Instructions to follow: Return, word for word, only the lines from the one containing "outline tall grass, every instance" through the last line of the entries.

★ ★ ★ ★

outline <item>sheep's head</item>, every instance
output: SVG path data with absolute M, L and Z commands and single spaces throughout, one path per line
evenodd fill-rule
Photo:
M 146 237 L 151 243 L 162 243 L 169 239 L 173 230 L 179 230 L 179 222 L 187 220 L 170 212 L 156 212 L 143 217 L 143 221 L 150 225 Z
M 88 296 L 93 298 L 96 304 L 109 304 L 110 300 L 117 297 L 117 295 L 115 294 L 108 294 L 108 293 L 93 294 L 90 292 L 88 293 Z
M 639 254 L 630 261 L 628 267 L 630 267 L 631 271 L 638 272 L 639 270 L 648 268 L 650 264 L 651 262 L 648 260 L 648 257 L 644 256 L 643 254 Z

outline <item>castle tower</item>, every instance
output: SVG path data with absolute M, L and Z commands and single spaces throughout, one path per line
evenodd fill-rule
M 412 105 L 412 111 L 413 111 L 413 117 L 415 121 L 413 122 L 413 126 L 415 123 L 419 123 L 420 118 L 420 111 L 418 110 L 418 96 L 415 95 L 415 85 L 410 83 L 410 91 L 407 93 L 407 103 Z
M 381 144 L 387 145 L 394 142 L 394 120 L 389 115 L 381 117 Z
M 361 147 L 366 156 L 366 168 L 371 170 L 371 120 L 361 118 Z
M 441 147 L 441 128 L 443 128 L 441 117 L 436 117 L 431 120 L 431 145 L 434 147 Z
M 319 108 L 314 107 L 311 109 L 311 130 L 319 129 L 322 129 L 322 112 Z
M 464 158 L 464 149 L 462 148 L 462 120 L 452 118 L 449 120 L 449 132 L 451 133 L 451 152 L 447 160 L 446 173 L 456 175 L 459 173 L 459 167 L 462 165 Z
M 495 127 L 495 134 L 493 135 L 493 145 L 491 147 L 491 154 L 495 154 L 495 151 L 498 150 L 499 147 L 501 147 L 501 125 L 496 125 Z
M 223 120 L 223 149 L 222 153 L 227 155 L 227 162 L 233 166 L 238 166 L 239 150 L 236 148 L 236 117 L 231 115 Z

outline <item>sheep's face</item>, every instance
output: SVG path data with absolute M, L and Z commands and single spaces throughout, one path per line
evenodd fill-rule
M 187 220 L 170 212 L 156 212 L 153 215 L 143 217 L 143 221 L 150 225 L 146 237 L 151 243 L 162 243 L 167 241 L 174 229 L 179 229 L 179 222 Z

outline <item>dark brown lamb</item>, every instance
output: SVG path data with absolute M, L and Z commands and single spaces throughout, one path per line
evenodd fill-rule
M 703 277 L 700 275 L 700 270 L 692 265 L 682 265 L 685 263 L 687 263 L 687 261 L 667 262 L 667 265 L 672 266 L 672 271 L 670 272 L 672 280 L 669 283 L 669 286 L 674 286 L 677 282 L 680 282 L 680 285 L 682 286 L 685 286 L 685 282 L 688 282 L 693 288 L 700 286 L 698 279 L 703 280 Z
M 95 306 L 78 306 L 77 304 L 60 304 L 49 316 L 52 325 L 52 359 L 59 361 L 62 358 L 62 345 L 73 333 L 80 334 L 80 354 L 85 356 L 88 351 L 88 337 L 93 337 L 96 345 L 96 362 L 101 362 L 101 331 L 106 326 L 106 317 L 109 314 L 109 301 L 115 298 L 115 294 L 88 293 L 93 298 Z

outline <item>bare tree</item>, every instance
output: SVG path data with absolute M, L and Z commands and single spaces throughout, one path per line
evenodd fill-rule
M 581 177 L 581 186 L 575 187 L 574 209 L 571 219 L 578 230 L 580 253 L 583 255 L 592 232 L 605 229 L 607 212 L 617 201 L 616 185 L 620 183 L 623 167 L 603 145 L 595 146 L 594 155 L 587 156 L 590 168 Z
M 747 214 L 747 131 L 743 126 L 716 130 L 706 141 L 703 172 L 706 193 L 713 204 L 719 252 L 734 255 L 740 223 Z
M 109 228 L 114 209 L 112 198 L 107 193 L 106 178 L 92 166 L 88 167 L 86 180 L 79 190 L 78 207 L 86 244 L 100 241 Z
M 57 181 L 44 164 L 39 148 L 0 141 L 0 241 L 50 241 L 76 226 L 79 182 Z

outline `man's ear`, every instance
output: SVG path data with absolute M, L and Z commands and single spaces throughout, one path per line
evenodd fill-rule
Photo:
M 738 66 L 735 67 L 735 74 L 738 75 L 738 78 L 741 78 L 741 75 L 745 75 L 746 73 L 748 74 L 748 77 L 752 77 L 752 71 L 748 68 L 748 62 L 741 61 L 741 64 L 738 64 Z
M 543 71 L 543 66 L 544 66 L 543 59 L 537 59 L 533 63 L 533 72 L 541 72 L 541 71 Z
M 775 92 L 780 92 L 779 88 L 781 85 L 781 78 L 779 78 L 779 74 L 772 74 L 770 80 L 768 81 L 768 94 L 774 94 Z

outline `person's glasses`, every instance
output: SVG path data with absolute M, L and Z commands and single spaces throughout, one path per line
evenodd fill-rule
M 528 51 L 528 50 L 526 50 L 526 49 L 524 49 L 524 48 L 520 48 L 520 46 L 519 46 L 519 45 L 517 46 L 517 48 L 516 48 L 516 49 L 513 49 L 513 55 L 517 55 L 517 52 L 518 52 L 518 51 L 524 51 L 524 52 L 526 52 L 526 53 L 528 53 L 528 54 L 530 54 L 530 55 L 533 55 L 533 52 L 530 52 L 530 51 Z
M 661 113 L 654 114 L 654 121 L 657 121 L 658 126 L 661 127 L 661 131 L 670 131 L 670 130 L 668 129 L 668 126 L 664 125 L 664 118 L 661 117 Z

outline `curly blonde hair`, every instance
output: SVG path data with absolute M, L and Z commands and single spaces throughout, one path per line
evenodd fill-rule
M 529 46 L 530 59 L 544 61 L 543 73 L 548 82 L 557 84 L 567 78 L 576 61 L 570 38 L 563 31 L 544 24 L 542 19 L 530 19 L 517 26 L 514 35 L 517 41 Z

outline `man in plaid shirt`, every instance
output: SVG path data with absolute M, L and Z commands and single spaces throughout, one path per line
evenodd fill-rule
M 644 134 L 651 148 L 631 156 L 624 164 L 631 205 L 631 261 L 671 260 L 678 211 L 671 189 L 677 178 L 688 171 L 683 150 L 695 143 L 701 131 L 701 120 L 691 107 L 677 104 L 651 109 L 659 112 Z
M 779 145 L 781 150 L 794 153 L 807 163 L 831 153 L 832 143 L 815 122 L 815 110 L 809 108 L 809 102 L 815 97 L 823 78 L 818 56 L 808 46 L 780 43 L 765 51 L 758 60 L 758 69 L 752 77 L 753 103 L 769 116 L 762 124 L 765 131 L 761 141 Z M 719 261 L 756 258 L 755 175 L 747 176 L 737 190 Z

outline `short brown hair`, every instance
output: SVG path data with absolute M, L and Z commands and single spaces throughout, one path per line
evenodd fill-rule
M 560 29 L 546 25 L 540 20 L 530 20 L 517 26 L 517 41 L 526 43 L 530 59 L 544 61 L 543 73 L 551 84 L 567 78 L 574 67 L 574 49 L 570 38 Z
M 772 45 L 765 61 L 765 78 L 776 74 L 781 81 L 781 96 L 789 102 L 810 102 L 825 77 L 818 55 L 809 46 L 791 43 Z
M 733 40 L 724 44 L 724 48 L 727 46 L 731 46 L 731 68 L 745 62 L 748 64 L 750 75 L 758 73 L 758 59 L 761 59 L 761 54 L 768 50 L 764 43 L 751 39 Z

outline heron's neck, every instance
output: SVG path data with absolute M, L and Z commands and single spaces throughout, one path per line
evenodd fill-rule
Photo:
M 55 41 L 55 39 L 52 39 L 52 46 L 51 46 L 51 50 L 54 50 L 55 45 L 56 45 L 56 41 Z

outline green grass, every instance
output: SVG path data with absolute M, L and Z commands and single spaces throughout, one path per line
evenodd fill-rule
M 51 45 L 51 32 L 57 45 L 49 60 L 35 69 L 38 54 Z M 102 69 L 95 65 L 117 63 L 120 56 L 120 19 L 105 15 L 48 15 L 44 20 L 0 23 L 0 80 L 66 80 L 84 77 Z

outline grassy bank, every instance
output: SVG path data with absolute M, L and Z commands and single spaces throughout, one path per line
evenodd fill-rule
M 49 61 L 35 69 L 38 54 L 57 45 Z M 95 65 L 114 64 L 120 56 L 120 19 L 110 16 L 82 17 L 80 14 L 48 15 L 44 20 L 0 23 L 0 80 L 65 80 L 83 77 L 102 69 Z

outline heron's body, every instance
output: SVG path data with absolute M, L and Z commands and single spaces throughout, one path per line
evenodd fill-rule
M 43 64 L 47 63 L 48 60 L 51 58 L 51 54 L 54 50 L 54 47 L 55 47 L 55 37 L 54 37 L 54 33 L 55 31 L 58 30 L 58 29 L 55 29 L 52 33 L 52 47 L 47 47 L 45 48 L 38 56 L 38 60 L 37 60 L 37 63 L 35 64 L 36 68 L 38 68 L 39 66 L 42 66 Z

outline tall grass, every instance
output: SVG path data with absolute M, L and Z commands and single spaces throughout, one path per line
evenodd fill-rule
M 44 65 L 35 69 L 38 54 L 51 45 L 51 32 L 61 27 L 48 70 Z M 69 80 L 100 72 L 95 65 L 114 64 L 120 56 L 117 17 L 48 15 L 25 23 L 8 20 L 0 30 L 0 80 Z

★ ★ ★ ★

Output of the task:
outline tall grass, every instance
output: SVG path data with absolute M, L and Z commands and single spaces throughout, one path per line
evenodd fill-rule
M 44 65 L 35 69 L 38 54 L 51 45 L 51 32 L 61 27 L 48 70 Z M 69 80 L 100 72 L 95 65 L 114 64 L 120 56 L 117 17 L 48 15 L 25 23 L 8 20 L 0 30 L 0 80 Z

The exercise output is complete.